**Document section**:
A special issue of Journal of Marine Science and Engineering (ISSN 2077-1312). This special issue belongs to the section "Marine Hazards".

Deadline for manuscript submissions: closed (5 January 2023) | Viewed by 11791

Special Issue Editor

Dr. Gholamreza Gholipour

E-Mail Website
Guest Editor
Department of Civil, Geological and Mining Engineering, Polytechnique Montréal, Montreal, QC, Canada
Interests: vessel collision; ocean engineering; extreme loads; bridge engineering; impact; blast; bridges; ships; concrete structures; structural analysis
Special Issues, Collections and Topics in MDPI journals

Special Issue Information

Dear Colleagues,

There is a long history of risk assessment of maritime accidents which represents an essential subject matter in maritime safety. Over the past couple of decades, the increase in maritime accidents and hazards has motivated engineering scientists and researchers for risk assessment and safety analysis of such events in all the navigational waterways and connected port areas. The collapse of Jiujiang Bridge in China due to the collision of a cargo ship in 2007; the collision of a cargo ship with the Sanchi oil tanker resulting in subsequent fire and explosions and sinking in the East China Sea in 2018; chemical explosions in the Port of Beirut, Lebonan in 2020; and the grounding accident of container ship Ever Given that had blocked the Suez Canal in 2021 are examples of catastrophic maritime accidents that caused a huge loss of human lives and damage to maritime assets. Some of the key research topics in maritime hazards include the impact assessment of various accidents, safety analysis, risk mitigation strategies, resilient design, and the protection of maritime assets.

This Special Issue aims to publish original research and development work related to the risk assessment of maritime accidents.

Research topics of interest include but are not limited to:

  • Risk assessment of maritime accidents including:
    • Ship-ship collisions;
    • Ship-structure collisions (including fixed and floating offshore platforms);
    • Ice-structure interactions;
    • Ship grounding;
    • Explosion mechanics;
  • Stochastic methods and reliability analysis;
  • Risk and limit state design approaches;
  • Resilient design of maritime systems (including crashworthiness);
  • Risk analysis of maritime systems exposed to natural hazards and climate extremes including:
  • Corrosion;
  • Fatigue;
  • Material degradation;
  • Hurricane wave loads and tsunami.

**Provided material**:

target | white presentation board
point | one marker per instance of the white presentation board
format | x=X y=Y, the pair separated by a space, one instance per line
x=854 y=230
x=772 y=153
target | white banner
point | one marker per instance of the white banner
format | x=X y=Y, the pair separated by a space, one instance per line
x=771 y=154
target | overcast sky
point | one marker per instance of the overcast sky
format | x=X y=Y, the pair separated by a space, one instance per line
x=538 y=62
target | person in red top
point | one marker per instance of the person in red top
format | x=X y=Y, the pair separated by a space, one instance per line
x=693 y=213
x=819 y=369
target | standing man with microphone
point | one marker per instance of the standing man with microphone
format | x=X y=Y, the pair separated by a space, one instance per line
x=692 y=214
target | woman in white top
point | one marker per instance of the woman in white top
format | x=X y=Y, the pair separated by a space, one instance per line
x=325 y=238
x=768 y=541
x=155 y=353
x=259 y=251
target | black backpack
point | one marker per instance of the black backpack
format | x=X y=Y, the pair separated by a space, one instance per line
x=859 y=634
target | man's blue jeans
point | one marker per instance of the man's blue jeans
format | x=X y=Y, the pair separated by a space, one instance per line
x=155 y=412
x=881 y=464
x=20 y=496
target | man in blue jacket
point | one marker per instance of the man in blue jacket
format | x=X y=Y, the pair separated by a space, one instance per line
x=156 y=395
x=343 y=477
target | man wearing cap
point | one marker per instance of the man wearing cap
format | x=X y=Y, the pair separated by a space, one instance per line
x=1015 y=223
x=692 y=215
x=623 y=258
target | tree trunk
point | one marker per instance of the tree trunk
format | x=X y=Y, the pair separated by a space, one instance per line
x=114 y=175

**Tasks to perform**:
(a) In the special issue call on maritime accident risk, on what date did manuscript submissions close?
(b) Using the special issue call on maritime accident risk, explain in one to three sentences what has led engineering researchers to pursue risk assessment and safety analysis of maritime accidents.
(c) Carry on the special issue call on maritime accident risk from the point where it ends.
The records are separate material, unrelated to the special issue call.

**Set of answers**:
(a) 5 January 2023.

(b) Over the past couple of decades, maritime accidents and hazards have increased. This rise has motivated engineering scientists and researchers to carry out risk assessment and safety analysis of such events in all navigational waterways and connected port areas.

(c)
Dr. Gholamreza Gholipour
Guest Editor

Manuscript Submission Information

Manuscripts should be submitted online at www.mdpi.com by registering and logging in to this website. Once you are registered, click here to go to the submission form. Manuscripts can be submitted until the deadline. All submissions that pass pre-check are peer-reviewed. Accepted papers will be published continuously in the journal (as soon as accepted) and will be listed together on the special issue website. Research articles, review articles as well as short communications are invited. For planned papers, a title and short abstract (about 100 words) can be sent to the Editorial Office for announcement on this website.

Submitted manuscripts should not have been published previously, nor be under consideration for publication elsewhere (except conference proceedings papers). All manuscripts are thoroughly refereed through a single-blind peer-review process. A guide for authors and other relevant information for submission of manuscripts is available on the Instructions for Authors page. Journal of Marine Science and Engineering is an international peer-reviewed open access monthly journal published by MDPI.

Please visit the Instructions for Authors page before submitting a manuscript. The Article Processing Charge (APC) for publication in this open access journal is 2600 CHF (Swiss Francs). Submitted papers should be well formatted and use good English. Authors may use MDPI's English editing service prior to publication or during author revisions.

Keywords

  • risk assessment
  • maritime accidents
  • natural hazards
  • maritime safety
  • risk mitigation strategies
  • resilient designs

Published Papers (6 papers)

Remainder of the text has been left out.